Task to complete »
Repeat exactly, and only, the lines from the one holding "The answer SHOULD provide one point per instance of the center" through the last line of the records below.

Exercise input »
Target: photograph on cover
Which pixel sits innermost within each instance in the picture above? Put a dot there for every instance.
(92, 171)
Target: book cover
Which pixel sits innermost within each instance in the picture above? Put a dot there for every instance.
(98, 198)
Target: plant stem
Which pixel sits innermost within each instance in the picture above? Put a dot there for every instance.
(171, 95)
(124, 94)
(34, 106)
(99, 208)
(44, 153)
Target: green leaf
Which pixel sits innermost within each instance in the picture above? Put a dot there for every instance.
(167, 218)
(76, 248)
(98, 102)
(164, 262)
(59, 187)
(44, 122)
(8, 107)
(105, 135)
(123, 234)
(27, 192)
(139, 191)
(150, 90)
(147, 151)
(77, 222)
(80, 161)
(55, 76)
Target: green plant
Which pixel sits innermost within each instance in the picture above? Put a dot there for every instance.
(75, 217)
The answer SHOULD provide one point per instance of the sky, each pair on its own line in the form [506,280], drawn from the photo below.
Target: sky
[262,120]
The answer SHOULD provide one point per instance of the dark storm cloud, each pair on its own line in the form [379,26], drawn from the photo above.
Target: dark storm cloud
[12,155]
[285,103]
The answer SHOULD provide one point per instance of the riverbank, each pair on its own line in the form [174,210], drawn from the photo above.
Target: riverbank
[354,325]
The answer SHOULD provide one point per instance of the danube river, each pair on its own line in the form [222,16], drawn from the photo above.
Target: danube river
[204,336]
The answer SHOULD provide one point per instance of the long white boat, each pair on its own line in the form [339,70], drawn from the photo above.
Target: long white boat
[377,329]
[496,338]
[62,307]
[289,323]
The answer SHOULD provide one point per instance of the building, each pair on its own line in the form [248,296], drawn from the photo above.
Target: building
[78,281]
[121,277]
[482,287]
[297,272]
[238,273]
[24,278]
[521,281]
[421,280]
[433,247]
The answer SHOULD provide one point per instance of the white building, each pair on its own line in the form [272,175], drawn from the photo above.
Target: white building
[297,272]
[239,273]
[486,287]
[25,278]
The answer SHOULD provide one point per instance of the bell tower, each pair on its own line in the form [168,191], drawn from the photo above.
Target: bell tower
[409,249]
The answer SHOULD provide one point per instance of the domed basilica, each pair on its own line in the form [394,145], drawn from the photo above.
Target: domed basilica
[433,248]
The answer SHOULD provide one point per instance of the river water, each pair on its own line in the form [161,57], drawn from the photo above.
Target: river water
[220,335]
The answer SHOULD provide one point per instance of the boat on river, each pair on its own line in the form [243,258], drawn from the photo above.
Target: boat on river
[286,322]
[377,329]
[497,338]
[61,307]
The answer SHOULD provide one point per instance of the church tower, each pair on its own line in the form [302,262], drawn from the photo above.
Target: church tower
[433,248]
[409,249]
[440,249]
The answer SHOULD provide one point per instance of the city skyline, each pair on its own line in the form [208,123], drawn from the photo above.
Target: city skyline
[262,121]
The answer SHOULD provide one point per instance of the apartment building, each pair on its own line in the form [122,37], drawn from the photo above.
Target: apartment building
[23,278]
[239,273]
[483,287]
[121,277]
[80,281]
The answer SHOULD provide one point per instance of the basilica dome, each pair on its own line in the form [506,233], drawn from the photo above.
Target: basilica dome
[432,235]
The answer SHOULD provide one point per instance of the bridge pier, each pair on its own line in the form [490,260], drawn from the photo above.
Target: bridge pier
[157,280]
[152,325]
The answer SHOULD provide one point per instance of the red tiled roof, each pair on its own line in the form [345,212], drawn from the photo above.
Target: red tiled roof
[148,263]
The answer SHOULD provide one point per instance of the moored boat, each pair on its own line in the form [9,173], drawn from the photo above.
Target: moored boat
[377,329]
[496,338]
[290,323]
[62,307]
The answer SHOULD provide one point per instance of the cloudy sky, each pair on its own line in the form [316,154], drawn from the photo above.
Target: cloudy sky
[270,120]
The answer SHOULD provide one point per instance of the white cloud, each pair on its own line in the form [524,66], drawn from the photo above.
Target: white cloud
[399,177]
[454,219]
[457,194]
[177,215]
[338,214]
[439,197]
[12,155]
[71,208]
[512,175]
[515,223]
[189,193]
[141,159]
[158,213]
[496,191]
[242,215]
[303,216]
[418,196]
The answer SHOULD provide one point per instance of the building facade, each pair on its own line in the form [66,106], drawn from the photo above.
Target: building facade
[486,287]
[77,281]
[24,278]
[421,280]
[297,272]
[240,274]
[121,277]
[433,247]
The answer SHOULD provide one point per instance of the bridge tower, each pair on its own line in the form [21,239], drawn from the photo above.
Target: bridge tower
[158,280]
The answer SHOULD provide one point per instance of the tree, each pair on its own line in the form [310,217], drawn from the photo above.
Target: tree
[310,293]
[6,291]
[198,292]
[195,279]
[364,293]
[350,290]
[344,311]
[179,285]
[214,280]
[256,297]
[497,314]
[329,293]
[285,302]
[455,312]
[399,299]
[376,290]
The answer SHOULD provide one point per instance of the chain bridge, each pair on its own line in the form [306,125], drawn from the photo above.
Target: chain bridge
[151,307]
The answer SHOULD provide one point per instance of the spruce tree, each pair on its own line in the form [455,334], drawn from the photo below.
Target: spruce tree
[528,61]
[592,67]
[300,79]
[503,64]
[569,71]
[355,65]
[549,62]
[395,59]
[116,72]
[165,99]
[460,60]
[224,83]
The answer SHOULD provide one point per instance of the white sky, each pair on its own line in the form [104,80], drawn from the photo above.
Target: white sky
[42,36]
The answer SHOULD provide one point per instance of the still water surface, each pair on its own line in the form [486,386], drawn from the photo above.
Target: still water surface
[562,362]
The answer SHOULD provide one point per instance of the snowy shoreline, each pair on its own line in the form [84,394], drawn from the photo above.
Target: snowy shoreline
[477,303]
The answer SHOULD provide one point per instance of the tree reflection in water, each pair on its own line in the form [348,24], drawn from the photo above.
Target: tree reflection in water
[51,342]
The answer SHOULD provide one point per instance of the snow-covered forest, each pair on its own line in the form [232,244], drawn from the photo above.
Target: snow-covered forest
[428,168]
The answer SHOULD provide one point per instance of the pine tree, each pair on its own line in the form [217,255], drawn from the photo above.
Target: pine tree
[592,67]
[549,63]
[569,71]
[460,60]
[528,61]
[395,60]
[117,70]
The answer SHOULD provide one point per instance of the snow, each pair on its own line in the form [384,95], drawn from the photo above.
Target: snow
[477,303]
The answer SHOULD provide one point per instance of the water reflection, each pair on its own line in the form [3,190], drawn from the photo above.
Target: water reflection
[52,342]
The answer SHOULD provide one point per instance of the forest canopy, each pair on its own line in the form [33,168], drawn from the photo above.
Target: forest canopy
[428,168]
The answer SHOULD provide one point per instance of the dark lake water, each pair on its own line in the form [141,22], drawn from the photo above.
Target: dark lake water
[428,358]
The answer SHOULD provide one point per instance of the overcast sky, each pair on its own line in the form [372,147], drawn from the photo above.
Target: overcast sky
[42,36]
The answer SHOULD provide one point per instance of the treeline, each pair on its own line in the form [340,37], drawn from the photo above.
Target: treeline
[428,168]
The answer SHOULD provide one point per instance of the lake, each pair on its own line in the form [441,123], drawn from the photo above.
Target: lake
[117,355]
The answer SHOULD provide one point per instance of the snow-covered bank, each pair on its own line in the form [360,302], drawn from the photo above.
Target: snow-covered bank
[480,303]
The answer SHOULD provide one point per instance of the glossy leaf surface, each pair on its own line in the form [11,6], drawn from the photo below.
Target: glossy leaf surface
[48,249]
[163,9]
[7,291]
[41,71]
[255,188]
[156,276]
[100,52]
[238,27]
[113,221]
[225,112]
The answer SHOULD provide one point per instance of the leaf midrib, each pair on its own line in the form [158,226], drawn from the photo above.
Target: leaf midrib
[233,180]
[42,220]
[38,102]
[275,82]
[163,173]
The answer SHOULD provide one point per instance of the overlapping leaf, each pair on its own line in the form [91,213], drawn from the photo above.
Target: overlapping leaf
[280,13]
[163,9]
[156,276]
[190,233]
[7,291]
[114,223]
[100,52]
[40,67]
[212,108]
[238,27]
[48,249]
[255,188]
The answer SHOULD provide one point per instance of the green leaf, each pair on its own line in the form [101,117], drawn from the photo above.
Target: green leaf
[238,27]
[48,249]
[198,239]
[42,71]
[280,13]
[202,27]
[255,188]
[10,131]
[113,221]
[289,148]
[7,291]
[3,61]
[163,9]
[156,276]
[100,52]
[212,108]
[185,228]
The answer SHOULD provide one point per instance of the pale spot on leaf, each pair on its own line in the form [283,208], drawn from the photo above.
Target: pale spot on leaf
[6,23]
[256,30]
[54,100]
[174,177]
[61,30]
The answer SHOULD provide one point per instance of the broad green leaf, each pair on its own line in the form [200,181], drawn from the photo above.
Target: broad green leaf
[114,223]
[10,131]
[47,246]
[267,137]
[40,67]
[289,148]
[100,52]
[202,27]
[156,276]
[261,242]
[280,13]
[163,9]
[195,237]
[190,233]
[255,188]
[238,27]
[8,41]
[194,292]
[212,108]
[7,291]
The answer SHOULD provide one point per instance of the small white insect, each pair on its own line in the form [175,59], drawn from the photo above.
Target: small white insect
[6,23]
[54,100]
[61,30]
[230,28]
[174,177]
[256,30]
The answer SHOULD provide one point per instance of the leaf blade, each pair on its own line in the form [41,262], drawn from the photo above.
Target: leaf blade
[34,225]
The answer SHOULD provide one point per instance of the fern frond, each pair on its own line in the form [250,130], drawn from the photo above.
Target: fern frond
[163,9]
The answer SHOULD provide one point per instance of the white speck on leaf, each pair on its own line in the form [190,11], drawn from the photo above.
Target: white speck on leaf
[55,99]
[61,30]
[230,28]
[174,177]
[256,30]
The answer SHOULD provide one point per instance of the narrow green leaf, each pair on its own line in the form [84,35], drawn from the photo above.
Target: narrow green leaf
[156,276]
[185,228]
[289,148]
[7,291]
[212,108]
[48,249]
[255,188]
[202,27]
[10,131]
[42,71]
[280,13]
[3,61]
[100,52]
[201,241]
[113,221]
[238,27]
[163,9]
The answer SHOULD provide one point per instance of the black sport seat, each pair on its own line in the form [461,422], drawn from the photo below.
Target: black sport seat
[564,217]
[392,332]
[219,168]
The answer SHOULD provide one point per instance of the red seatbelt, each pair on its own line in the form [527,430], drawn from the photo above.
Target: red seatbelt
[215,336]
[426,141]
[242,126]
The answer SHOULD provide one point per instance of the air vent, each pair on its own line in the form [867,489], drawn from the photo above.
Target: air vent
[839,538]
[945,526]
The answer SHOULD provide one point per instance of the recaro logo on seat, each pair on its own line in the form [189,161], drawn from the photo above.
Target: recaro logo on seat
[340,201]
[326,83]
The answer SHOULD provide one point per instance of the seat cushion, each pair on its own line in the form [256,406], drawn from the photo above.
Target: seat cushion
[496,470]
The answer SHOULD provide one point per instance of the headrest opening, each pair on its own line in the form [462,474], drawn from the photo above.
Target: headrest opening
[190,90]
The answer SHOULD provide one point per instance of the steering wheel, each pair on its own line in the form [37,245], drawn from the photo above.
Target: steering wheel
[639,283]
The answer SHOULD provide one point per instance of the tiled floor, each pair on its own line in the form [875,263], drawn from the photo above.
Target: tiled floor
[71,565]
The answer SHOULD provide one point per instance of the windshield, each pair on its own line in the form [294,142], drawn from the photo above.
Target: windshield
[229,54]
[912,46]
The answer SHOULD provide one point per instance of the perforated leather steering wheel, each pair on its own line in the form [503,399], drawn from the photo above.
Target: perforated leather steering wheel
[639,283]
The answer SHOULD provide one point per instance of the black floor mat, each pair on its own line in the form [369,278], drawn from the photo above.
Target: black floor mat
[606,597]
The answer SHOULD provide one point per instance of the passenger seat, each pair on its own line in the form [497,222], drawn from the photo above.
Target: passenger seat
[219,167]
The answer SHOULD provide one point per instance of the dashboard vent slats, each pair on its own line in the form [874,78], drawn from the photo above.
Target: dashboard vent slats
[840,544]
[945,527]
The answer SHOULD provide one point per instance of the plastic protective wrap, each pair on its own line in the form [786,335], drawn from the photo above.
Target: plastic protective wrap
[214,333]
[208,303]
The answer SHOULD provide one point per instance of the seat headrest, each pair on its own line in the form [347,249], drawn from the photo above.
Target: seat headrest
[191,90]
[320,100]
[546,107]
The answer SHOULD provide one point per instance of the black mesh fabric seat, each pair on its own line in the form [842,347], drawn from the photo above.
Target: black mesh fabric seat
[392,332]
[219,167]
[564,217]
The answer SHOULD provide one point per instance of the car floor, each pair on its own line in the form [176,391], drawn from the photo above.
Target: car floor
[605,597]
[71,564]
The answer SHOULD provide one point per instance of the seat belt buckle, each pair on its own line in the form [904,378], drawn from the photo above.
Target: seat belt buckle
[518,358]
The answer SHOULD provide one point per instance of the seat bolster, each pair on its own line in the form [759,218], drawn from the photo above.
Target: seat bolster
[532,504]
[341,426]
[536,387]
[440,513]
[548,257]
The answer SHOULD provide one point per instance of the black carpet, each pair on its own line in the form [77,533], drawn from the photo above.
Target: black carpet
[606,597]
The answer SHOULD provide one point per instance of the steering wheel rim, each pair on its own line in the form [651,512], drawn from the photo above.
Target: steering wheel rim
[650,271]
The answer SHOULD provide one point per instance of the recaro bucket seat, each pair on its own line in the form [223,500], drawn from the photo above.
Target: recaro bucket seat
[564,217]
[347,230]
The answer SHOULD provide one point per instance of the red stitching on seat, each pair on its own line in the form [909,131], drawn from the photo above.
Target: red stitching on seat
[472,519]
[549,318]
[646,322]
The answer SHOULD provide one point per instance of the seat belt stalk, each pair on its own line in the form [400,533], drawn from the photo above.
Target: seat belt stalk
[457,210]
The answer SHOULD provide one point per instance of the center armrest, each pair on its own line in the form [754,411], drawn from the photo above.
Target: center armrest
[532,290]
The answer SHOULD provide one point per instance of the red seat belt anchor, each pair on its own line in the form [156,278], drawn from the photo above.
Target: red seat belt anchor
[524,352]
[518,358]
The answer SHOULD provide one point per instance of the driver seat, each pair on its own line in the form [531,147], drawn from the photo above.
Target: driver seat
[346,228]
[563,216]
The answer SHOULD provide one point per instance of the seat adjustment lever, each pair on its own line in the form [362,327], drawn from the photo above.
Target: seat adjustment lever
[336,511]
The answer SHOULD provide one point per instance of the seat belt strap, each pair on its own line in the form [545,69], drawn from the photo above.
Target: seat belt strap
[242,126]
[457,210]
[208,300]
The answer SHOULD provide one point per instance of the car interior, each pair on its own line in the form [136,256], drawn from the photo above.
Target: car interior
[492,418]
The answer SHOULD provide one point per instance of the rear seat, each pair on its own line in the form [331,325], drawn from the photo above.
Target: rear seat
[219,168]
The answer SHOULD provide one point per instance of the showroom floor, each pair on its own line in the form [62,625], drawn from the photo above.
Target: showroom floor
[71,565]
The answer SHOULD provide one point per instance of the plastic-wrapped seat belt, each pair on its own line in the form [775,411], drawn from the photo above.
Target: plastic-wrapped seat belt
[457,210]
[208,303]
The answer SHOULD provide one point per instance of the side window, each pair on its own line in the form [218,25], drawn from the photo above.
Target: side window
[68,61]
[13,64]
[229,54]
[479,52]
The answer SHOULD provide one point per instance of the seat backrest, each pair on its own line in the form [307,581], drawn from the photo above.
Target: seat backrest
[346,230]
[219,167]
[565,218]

Output of the task »
The answer SHOULD provide one point per instance of the center armrest, each pair on its own line in the form [754,411], drawn from the photo above.
Target: center armrest
[532,290]
The answer SHOULD provide one point per instance of the red seat belt anchor, each pair on its own line in the form [156,278], drawn from the photo above.
Target: red seat belt anchor
[524,352]
[518,358]
The answer SHOULD provide one point per instance of the driver seat, each pair on its own line in the form [531,147], drawn from the photo above.
Target: driver seat
[346,228]
[563,216]
The answer SHOULD provide one point per instance of the seat adjustment lever, each pair on its own line in the form [362,327], drawn from the photo above.
Target: seat adjustment lever
[336,511]
The answer SHOULD provide one point per instance of the seat belt strap, each pair on its own line in the form [545,69], drawn from the photo above.
Target: seat belt strap
[242,126]
[457,210]
[208,300]
The answer SHOULD provide one point per instance of the car interior, each pair on its own line in the form [136,256], drawn from the photo above.
Target: car interior
[492,418]
The answer SHOULD provide one point per instance of the rear seat, each pair on its own line in the form [331,325], drawn from the photo above.
Target: rear seat
[219,168]
The answer SHOULD provide one point per instance of the showroom floor, each pair on its own line in the form [62,625], drawn from the photo above.
Target: showroom floor
[71,565]
The answer SHOULD provide one point per instance of the plastic-wrapped seat belt, each pair on its own line in the form [775,411], drawn from the photo above.
Target: plastic-wrapped seat belt
[457,210]
[208,303]
The answer SHOULD provide one point per instance of the side window, each pair on its own line in the form [218,25], drawn from the photo above.
Target: side window
[68,61]
[13,64]
[229,54]
[479,52]
The answer SHOULD provide one point per instance of the seat backrest, each pair on its own line in the form [307,581], drawn from the photo above.
Target: seat backrest
[346,230]
[219,167]
[565,218]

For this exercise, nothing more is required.